Given task:
Reproduce word for word the lines below, starting at the line that contains "Category: blue sky" and continuing through the final line, with both included.

Entries pointing to labeled objects:
========================
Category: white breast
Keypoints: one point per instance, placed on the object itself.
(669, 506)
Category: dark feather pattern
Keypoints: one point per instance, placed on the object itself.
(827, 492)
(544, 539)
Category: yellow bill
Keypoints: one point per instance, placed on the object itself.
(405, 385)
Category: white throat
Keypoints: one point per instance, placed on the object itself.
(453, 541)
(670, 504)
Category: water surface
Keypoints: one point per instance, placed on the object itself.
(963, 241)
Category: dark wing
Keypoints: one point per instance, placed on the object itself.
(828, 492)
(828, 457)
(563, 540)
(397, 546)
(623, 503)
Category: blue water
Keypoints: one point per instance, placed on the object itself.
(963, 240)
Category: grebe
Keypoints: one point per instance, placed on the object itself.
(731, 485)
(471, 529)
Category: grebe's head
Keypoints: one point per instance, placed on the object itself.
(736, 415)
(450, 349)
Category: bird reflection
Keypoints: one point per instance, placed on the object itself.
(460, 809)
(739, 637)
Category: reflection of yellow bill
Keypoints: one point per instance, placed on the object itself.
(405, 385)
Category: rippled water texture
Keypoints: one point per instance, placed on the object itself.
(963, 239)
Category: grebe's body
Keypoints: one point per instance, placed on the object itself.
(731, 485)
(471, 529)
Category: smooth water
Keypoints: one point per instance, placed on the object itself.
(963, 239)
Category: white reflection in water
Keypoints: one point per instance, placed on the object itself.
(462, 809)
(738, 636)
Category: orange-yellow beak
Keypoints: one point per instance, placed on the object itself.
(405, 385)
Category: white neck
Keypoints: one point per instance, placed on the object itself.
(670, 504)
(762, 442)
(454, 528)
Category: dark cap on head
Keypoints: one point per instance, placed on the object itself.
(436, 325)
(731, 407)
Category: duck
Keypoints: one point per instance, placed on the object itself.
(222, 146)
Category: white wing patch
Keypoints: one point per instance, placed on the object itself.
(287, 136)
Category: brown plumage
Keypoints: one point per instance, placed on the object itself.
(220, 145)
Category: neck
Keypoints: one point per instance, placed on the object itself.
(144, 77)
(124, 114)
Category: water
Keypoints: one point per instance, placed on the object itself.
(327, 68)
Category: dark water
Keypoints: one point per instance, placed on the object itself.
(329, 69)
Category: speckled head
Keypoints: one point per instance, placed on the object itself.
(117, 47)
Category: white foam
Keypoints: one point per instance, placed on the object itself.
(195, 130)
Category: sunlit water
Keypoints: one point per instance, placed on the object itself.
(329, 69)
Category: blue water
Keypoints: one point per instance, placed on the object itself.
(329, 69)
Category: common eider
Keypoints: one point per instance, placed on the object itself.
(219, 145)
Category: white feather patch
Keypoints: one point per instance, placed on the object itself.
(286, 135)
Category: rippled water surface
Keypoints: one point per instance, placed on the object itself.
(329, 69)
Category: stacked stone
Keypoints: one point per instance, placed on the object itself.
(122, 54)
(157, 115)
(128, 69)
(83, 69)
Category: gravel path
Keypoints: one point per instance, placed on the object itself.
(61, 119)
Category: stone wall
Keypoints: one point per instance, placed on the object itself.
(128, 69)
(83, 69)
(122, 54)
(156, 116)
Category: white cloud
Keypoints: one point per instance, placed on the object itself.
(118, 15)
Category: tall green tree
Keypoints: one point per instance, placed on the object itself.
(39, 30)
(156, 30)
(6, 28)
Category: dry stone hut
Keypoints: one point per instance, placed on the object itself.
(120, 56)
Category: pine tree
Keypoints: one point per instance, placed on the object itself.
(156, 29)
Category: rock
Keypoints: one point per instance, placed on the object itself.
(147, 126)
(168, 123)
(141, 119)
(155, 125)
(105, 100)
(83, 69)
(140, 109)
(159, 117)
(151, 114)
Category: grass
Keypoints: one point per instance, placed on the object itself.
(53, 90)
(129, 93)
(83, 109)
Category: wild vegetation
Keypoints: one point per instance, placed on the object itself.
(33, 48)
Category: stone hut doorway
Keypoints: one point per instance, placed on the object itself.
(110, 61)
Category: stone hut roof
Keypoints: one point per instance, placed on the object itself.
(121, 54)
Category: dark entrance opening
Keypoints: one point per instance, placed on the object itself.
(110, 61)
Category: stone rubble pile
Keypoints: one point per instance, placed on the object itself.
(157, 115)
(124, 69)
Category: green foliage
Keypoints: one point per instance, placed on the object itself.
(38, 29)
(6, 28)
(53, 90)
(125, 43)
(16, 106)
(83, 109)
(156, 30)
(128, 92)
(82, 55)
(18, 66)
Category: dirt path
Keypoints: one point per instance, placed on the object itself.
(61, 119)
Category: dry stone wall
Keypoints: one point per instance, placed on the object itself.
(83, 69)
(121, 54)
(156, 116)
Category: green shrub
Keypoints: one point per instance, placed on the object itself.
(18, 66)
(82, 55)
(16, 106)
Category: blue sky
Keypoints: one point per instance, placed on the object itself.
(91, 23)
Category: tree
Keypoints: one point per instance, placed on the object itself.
========================
Answer to this exercise:
Category: blue sky
Keypoints: one point per instance, placed on the object itself.
(91, 23)
Category: tree
Keypoints: one point per instance, placed on the object itself.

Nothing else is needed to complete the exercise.